───── RECORDED INFORMATION ─────

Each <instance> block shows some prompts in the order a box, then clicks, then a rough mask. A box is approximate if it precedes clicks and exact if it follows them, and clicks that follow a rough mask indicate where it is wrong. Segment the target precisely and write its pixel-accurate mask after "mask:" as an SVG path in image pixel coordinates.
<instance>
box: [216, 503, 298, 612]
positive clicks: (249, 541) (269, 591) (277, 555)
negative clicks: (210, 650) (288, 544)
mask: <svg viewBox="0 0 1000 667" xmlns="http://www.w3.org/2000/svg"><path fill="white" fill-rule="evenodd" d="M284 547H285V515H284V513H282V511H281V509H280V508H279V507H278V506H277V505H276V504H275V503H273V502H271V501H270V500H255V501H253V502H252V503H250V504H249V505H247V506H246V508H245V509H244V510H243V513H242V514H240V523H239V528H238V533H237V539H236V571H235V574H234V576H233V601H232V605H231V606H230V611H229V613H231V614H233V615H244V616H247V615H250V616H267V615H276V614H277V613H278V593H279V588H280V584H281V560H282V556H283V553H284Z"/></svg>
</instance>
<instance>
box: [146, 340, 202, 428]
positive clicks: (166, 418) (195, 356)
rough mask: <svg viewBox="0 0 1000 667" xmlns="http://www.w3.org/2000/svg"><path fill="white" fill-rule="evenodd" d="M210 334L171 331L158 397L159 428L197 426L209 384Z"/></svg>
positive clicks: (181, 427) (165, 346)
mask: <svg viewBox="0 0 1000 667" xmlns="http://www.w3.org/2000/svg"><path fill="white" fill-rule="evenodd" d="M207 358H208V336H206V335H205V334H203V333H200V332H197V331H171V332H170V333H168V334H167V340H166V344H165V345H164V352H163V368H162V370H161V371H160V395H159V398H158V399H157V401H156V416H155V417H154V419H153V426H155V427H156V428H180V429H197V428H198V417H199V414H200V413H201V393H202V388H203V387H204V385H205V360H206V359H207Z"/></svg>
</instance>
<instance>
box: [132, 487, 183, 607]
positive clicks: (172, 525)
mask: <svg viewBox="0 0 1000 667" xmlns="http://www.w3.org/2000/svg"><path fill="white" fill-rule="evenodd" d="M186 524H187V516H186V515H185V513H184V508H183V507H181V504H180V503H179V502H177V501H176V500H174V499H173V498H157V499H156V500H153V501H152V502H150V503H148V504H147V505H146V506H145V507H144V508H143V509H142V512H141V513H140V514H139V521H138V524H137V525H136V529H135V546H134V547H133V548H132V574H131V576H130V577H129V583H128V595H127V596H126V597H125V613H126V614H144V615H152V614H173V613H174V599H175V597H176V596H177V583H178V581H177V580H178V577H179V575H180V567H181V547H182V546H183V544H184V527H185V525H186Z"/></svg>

─────

→ WHAT IS EXPECTED:
Each record, exactly as written, is to be printed again.

→ SOLVED PROBLEM:
Each <instance> block shows some prompts in the order a box, then clicks, then a rough mask. A box is approximate if it precedes clicks and exact if it follows them, and clicks that follow a rough mask indicate where it is wrong. Segment the target precisely and write its pixel-accurate mask after "mask:" as an SVG path in image pixel coordinates.
<instance>
box: [216, 503, 298, 612]
positive clicks: (249, 541) (269, 591) (277, 555)
negative clicks: (210, 650) (288, 544)
mask: <svg viewBox="0 0 1000 667" xmlns="http://www.w3.org/2000/svg"><path fill="white" fill-rule="evenodd" d="M284 547H285V515H284V513H282V511H281V509H280V508H279V507H278V506H277V505H276V504H275V503H273V502H271V501H270V500H255V501H253V502H252V503H250V504H249V505H247V506H246V508H245V509H244V510H243V513H242V514H240V523H239V528H238V533H237V539H236V571H235V574H234V576H233V601H232V605H231V606H230V611H229V613H231V614H233V615H244V616H247V615H250V616H267V615H276V614H277V613H278V593H279V588H280V584H281V560H282V556H283V553H284Z"/></svg>
</instance>
<instance>
box: [146, 340, 202, 428]
positive clicks: (166, 418) (195, 356)
rough mask: <svg viewBox="0 0 1000 667" xmlns="http://www.w3.org/2000/svg"><path fill="white" fill-rule="evenodd" d="M210 334L171 331L158 397L159 428L197 426L209 384Z"/></svg>
positive clicks: (181, 427) (165, 346)
mask: <svg viewBox="0 0 1000 667" xmlns="http://www.w3.org/2000/svg"><path fill="white" fill-rule="evenodd" d="M207 358H208V336H206V335H205V334H203V333H200V332H197V331H171V332H170V333H168V334H167V340H166V344H165V345H164V352H163V368H162V370H161V371H160V395H159V398H158V399H157V401H156V416H155V417H154V419H153V426H155V427H156V428H180V429H197V428H198V417H199V414H200V413H201V393H202V388H203V387H204V385H205V360H206V359H207Z"/></svg>
</instance>
<instance>
box: [132, 487, 183, 607]
positive clicks: (172, 525)
mask: <svg viewBox="0 0 1000 667" xmlns="http://www.w3.org/2000/svg"><path fill="white" fill-rule="evenodd" d="M186 524H187V516H186V515H185V513H184V508H183V507H181V504H180V503H179V502H177V501H176V500H174V499H173V498H157V499H156V500H153V501H152V502H150V503H148V504H147V505H146V506H145V507H144V508H143V509H142V512H141V513H140V514H139V521H138V524H137V525H136V529H135V546H134V547H133V548H132V574H131V576H130V577H129V583H128V595H127V596H126V597H125V613H126V614H144V615H152V614H173V613H174V599H175V597H176V596H177V583H178V581H177V580H178V577H179V575H180V567H181V547H182V546H183V544H184V527H185V525H186Z"/></svg>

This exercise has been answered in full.